-- Work required --
Collect every line in the records that contains the string "bridge", and list those lines.

Location labeling records
++++++++++

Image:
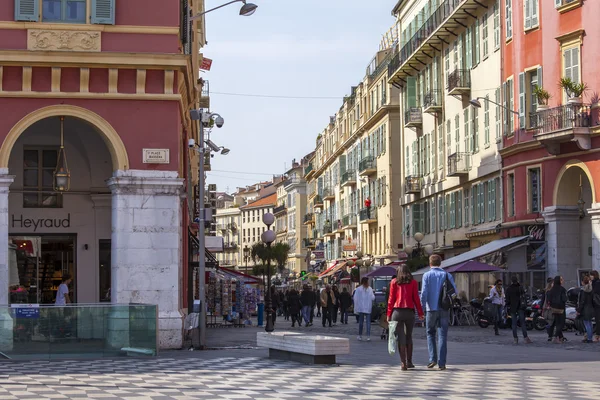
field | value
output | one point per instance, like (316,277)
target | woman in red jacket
(404,298)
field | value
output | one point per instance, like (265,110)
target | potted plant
(542,96)
(574,90)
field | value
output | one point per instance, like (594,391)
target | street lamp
(421,250)
(201,149)
(476,103)
(268,237)
(247,9)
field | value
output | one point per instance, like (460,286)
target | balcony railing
(367,164)
(459,82)
(413,184)
(349,220)
(348,177)
(445,10)
(367,214)
(458,164)
(413,117)
(279,209)
(432,102)
(310,217)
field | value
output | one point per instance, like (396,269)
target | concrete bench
(137,351)
(295,346)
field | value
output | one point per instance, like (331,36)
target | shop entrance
(37,266)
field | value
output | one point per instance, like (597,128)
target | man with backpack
(437,291)
(516,301)
(596,302)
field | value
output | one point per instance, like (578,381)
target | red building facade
(114,80)
(550,152)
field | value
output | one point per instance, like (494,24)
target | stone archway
(120,160)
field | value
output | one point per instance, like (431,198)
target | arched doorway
(52,234)
(570,224)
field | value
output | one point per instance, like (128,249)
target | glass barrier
(32,331)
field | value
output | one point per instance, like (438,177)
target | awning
(484,250)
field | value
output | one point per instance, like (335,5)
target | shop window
(38,178)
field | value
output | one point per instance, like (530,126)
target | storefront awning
(484,250)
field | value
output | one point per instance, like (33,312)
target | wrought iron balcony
(432,102)
(459,82)
(413,184)
(413,117)
(568,123)
(368,215)
(279,209)
(436,31)
(348,178)
(349,221)
(458,164)
(309,218)
(367,166)
(328,194)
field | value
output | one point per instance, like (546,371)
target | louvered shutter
(27,10)
(103,12)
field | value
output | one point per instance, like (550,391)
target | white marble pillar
(146,246)
(594,213)
(6,321)
(563,242)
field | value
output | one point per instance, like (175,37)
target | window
(486,121)
(457,133)
(38,178)
(508,19)
(531,14)
(511,194)
(66,11)
(497,25)
(484,35)
(535,190)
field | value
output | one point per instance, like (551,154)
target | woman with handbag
(557,297)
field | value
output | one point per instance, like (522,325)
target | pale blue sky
(305,48)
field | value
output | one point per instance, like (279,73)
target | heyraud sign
(20,222)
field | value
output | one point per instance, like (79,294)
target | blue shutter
(27,10)
(103,12)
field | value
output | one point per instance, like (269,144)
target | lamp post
(268,237)
(201,149)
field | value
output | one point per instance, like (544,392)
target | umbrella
(473,266)
(382,271)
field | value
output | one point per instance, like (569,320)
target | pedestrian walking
(557,297)
(498,299)
(327,303)
(363,305)
(336,306)
(585,308)
(596,301)
(403,299)
(294,307)
(306,298)
(345,301)
(516,303)
(436,318)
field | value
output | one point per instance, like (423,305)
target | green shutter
(27,10)
(103,12)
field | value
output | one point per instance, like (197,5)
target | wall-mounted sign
(461,244)
(156,156)
(21,222)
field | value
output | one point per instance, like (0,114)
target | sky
(288,48)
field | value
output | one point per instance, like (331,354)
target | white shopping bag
(392,337)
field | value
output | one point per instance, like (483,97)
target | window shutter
(27,10)
(103,12)
(522,100)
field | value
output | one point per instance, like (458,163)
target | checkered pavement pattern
(260,378)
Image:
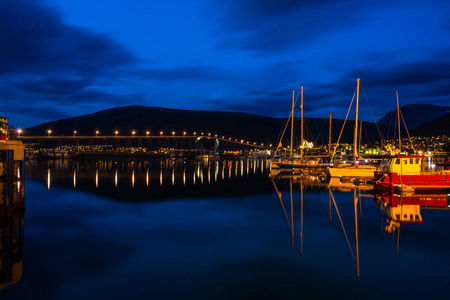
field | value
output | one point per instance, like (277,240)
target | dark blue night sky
(64,58)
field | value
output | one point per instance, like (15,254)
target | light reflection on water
(222,230)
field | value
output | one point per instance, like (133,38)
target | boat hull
(424,181)
(353,171)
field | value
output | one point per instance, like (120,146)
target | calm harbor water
(165,229)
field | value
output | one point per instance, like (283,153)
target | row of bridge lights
(161,133)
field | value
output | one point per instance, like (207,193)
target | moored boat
(404,173)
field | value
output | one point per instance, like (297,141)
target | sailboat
(354,170)
(292,163)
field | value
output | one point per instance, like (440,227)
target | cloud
(192,72)
(39,53)
(274,26)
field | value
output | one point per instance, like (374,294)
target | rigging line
(404,123)
(370,108)
(342,224)
(343,125)
(320,133)
(280,137)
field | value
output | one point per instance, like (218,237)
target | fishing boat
(404,173)
(354,169)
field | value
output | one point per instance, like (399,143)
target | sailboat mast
(329,137)
(398,121)
(292,122)
(301,129)
(355,136)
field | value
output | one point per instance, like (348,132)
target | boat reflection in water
(315,182)
(399,210)
(12,208)
(142,180)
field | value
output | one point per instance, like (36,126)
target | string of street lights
(161,133)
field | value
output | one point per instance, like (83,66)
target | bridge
(150,142)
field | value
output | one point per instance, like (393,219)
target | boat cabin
(402,164)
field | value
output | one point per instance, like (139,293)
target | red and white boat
(403,173)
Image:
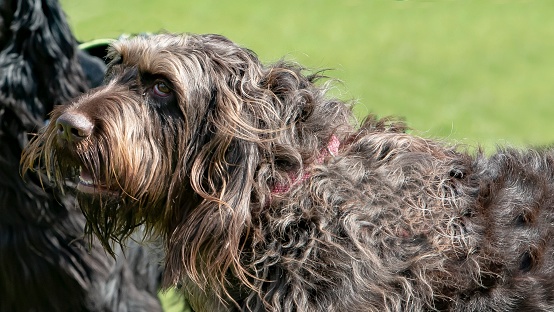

++++++++++

-- Expected output --
target | row of bridge lights
target | bridge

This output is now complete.